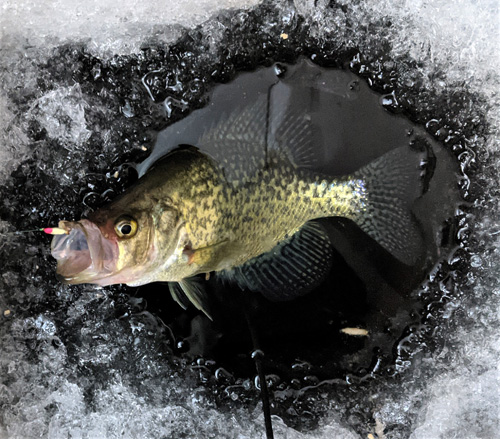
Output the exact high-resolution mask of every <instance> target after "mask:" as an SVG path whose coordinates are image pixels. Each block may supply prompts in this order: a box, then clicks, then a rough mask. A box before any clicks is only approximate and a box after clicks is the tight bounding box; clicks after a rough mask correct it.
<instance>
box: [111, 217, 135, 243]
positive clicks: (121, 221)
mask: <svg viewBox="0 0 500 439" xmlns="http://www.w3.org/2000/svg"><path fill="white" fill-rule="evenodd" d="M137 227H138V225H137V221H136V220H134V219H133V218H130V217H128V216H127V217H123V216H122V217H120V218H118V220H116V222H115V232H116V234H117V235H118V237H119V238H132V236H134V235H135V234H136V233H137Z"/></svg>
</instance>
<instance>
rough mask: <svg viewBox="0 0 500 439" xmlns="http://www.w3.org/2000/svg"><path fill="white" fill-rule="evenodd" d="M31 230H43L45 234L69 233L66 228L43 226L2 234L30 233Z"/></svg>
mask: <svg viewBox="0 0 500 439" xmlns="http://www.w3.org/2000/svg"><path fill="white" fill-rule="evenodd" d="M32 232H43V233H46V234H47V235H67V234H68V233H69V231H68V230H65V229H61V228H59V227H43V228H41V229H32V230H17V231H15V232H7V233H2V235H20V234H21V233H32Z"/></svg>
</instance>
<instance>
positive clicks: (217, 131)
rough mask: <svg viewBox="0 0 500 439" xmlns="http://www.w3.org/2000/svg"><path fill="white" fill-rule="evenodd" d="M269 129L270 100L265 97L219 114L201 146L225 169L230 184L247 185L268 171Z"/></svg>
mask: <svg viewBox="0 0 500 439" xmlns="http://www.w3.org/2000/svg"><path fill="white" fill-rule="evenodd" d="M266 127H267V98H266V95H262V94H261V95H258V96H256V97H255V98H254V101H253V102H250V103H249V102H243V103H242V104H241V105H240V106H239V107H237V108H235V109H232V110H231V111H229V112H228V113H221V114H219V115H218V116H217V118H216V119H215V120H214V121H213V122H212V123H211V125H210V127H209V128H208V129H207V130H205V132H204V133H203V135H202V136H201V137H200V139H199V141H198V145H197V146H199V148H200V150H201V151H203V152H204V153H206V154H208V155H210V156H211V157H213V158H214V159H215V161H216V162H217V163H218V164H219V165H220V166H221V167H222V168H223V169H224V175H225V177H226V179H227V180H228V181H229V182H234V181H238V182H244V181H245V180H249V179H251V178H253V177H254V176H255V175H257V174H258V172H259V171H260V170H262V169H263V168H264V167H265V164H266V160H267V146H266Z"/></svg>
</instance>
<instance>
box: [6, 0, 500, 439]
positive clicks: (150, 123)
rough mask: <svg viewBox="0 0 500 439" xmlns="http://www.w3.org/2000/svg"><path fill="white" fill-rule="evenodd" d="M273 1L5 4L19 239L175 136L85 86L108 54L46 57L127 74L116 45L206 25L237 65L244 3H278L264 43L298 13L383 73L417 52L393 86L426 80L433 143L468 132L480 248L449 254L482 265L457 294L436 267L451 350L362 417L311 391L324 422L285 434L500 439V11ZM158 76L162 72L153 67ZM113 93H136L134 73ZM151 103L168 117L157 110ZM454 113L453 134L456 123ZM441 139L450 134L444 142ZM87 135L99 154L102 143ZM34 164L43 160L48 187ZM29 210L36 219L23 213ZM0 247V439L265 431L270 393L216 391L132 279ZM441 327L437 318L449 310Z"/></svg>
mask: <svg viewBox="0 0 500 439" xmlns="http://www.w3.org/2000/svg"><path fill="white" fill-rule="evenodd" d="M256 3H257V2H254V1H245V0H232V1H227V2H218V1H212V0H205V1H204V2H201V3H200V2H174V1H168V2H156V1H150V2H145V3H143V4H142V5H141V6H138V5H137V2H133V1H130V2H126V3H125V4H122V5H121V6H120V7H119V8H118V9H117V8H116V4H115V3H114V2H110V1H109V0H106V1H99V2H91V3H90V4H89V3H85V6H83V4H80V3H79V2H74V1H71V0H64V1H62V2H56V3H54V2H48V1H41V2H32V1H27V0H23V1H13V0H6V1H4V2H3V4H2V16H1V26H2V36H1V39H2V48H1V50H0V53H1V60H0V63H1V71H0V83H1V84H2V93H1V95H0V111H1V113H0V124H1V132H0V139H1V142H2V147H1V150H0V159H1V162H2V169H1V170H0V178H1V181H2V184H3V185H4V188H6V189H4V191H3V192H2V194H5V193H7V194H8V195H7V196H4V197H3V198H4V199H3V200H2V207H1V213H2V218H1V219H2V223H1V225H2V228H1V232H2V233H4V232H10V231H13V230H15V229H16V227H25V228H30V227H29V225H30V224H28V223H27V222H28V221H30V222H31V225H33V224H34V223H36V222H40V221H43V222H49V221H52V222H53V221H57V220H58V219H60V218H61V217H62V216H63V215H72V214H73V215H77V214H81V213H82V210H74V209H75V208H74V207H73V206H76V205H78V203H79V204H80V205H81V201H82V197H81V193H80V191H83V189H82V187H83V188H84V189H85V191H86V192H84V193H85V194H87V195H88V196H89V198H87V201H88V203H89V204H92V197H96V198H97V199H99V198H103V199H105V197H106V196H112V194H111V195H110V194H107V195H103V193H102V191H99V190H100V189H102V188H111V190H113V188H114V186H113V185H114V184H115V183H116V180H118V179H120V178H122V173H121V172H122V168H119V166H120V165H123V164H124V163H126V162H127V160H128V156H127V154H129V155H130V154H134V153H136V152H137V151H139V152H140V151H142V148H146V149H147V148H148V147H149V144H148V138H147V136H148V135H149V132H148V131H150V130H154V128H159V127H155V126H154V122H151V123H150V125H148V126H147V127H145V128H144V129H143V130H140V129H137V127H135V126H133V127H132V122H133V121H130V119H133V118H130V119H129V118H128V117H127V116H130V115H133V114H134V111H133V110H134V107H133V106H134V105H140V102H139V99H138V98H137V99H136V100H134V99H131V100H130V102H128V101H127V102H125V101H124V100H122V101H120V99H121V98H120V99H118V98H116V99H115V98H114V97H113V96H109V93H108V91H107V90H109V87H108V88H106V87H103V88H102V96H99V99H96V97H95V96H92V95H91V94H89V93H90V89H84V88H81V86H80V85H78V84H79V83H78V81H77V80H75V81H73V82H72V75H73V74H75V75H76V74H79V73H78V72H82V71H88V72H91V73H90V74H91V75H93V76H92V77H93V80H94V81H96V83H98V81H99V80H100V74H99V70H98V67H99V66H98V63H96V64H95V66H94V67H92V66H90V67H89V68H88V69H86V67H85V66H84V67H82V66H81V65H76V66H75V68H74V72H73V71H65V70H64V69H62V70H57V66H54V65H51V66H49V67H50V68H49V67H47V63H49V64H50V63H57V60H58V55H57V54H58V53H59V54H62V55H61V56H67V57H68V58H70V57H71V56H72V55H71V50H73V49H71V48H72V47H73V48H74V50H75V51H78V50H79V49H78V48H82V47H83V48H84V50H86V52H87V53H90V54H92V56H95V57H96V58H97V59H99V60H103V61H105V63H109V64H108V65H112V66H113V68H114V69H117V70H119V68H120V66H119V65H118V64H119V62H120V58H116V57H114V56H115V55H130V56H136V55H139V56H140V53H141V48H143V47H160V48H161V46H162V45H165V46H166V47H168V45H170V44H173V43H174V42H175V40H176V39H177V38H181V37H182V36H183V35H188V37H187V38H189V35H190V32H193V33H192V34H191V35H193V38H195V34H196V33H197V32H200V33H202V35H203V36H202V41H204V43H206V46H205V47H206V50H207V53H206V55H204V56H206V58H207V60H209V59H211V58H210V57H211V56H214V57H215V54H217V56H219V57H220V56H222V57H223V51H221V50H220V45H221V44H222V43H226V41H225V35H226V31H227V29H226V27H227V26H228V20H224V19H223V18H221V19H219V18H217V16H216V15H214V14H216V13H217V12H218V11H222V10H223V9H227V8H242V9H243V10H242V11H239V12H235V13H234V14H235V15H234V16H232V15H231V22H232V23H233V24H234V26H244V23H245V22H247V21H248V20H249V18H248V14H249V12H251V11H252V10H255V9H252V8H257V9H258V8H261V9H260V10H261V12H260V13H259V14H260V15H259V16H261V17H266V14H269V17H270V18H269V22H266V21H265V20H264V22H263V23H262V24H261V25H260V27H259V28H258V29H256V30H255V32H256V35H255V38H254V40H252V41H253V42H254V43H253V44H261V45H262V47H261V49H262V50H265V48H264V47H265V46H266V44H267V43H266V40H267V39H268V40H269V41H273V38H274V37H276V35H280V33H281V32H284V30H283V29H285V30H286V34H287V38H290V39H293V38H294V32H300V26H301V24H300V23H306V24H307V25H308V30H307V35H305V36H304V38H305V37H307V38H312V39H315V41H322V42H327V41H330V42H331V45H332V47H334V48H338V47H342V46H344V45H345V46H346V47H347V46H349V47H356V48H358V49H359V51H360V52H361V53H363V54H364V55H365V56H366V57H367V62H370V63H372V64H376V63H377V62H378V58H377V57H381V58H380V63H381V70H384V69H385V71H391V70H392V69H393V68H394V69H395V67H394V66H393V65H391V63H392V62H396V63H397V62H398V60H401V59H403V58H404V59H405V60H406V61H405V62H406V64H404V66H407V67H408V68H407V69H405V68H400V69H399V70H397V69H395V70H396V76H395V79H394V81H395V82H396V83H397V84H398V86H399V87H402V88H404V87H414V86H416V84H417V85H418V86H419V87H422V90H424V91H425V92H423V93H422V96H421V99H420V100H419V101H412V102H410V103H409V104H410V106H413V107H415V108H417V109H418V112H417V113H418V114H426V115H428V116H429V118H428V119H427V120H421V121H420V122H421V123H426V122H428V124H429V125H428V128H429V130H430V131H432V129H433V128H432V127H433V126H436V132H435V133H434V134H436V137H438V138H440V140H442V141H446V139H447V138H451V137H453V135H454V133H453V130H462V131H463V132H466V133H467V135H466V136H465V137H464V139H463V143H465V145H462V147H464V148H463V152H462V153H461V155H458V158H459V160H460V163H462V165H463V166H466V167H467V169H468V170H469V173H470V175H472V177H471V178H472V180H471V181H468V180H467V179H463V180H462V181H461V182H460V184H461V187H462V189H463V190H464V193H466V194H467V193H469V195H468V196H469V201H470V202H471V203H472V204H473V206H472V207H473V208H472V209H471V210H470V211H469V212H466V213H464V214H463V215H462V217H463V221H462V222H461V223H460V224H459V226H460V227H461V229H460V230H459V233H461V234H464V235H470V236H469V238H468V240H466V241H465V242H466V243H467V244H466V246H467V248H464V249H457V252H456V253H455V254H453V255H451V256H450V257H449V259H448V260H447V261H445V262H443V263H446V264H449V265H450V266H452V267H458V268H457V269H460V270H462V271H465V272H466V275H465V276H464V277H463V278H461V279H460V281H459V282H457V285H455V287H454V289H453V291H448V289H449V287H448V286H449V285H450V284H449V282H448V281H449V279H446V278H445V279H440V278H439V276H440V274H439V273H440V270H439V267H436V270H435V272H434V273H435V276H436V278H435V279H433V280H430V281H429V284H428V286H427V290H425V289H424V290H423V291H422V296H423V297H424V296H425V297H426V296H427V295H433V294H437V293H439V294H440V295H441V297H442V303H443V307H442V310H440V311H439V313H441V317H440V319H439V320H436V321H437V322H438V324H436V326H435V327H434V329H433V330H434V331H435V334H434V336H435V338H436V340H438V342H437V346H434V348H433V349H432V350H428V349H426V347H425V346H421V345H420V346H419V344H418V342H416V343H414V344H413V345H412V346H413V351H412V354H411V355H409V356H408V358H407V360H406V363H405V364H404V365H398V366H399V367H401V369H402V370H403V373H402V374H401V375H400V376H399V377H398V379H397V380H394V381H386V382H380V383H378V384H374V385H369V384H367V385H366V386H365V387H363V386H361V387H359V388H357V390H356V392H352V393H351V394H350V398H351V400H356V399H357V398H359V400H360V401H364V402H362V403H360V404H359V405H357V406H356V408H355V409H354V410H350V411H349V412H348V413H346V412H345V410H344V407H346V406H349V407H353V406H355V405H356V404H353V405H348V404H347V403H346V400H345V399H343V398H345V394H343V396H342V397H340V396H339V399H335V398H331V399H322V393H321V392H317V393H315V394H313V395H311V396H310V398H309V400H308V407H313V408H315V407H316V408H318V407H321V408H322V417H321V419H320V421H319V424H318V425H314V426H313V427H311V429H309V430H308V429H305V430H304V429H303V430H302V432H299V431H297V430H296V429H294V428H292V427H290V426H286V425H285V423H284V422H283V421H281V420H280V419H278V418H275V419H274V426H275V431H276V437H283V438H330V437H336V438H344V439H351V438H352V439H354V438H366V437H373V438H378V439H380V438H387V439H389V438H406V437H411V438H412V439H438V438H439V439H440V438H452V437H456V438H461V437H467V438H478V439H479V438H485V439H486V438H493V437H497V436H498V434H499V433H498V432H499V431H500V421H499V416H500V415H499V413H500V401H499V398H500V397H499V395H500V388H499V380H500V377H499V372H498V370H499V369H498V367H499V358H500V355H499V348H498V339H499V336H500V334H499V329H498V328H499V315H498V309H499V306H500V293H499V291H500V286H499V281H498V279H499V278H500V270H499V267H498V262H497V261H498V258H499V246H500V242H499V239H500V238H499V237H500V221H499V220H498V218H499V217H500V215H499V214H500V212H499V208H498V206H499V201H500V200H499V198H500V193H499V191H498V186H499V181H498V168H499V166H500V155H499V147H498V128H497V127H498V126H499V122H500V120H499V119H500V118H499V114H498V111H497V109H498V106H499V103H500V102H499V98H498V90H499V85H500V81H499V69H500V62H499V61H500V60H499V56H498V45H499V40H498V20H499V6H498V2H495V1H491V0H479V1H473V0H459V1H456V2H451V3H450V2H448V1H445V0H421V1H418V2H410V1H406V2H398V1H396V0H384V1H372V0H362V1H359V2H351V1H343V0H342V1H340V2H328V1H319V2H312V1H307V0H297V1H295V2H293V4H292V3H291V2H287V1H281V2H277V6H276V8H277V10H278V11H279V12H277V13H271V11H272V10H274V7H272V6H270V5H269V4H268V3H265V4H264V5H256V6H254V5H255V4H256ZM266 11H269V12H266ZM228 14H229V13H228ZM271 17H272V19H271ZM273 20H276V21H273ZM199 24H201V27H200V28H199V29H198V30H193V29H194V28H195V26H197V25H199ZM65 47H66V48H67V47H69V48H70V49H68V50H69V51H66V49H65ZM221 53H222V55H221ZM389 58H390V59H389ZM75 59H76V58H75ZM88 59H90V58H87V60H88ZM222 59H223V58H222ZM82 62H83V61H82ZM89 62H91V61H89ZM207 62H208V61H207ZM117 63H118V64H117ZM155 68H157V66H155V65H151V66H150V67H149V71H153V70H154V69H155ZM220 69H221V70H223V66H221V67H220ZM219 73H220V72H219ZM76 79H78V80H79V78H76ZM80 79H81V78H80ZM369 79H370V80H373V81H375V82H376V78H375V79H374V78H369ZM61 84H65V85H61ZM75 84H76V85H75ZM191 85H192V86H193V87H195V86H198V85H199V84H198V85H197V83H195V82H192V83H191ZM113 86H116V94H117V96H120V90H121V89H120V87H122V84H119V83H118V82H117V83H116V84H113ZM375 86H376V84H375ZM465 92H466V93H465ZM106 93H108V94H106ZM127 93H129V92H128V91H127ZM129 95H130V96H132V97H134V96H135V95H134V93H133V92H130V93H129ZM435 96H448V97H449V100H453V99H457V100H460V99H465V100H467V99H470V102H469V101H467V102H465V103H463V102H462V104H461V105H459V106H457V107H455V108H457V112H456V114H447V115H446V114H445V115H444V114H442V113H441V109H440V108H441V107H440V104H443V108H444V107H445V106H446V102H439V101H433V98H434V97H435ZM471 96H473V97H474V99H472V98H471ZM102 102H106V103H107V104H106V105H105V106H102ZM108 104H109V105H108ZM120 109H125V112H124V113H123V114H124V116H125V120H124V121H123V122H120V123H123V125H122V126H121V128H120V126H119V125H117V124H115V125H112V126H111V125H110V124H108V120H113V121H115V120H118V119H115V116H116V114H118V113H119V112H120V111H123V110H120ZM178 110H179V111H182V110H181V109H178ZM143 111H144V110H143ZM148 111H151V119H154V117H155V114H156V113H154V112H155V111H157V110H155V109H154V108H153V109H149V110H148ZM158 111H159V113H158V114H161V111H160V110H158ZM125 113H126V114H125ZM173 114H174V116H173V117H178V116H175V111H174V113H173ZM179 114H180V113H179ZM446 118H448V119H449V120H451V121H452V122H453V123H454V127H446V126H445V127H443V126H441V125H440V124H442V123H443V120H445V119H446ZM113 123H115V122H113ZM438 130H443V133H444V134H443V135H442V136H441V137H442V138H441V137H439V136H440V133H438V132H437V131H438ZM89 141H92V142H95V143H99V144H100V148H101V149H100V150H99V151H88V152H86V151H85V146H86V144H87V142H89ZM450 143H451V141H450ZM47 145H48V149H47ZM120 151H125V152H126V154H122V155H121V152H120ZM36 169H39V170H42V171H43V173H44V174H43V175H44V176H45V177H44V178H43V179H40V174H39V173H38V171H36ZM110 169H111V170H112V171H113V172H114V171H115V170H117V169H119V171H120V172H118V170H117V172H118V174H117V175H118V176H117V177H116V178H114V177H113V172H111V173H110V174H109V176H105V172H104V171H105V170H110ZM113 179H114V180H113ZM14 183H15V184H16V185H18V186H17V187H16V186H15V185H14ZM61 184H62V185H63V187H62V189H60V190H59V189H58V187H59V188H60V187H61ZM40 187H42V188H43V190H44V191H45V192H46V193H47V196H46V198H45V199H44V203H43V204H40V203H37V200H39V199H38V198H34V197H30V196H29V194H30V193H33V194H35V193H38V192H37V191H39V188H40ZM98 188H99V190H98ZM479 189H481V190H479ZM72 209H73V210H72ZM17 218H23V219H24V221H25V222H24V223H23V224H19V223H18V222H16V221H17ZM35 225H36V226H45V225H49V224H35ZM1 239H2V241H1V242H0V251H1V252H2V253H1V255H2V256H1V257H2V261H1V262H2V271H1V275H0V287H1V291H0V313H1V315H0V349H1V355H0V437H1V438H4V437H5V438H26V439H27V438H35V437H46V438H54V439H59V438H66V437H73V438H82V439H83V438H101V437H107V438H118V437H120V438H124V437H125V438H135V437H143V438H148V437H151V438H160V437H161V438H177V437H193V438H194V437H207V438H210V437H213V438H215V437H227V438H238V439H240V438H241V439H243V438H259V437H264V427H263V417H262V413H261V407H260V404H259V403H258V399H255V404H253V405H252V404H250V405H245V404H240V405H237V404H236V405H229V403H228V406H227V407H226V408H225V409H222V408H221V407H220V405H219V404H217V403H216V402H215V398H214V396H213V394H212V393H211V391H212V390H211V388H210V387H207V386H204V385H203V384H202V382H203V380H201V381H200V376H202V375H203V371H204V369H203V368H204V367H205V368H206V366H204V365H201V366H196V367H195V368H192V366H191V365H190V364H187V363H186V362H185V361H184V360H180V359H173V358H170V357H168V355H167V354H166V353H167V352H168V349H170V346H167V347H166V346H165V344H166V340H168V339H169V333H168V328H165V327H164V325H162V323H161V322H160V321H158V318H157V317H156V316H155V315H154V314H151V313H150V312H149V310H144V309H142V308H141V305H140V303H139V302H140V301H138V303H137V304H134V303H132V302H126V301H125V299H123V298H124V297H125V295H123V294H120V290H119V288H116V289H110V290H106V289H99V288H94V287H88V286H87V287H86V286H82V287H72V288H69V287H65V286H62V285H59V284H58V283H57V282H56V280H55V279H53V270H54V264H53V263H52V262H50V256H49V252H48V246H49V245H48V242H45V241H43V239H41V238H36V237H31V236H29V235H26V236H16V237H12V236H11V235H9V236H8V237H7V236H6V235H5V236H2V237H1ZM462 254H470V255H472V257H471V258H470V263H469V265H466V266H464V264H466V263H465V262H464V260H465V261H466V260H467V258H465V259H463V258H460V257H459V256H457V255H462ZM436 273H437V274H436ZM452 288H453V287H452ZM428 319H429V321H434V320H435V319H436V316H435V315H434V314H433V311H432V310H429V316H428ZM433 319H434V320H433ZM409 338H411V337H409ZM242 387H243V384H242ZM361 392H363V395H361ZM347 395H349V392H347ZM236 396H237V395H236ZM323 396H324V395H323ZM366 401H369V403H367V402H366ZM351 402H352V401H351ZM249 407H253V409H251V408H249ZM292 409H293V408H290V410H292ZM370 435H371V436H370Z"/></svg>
* * *
▸ **What needs to be done**: What do the lines above say from the one containing "box: [111, 217, 135, 243]" down to the one containing "positive clicks: (217, 131)"? Return them exactly, both end lines included, and only them.

▸ **Finished task**:
box: [111, 217, 135, 243]
positive clicks: (121, 221)
mask: <svg viewBox="0 0 500 439" xmlns="http://www.w3.org/2000/svg"><path fill="white" fill-rule="evenodd" d="M137 227H138V225H137V221H136V220H134V219H133V218H130V217H128V216H127V217H123V216H122V217H120V218H118V220H116V222H115V232H116V234H117V235H118V237H119V238H132V236H134V235H135V234H136V233H137Z"/></svg>
</instance>
<instance>
rough mask: <svg viewBox="0 0 500 439" xmlns="http://www.w3.org/2000/svg"><path fill="white" fill-rule="evenodd" d="M31 230H43L45 234L69 233L66 228L43 226L2 234L30 233Z"/></svg>
mask: <svg viewBox="0 0 500 439" xmlns="http://www.w3.org/2000/svg"><path fill="white" fill-rule="evenodd" d="M32 232H43V233H46V234H47V235H67V234H68V233H69V231H68V230H65V229H61V228H59V227H43V228H41V229H32V230H17V231H15V232H7V233H2V235H20V234H21V233H32Z"/></svg>
</instance>
<instance>
positive clicks: (217, 131)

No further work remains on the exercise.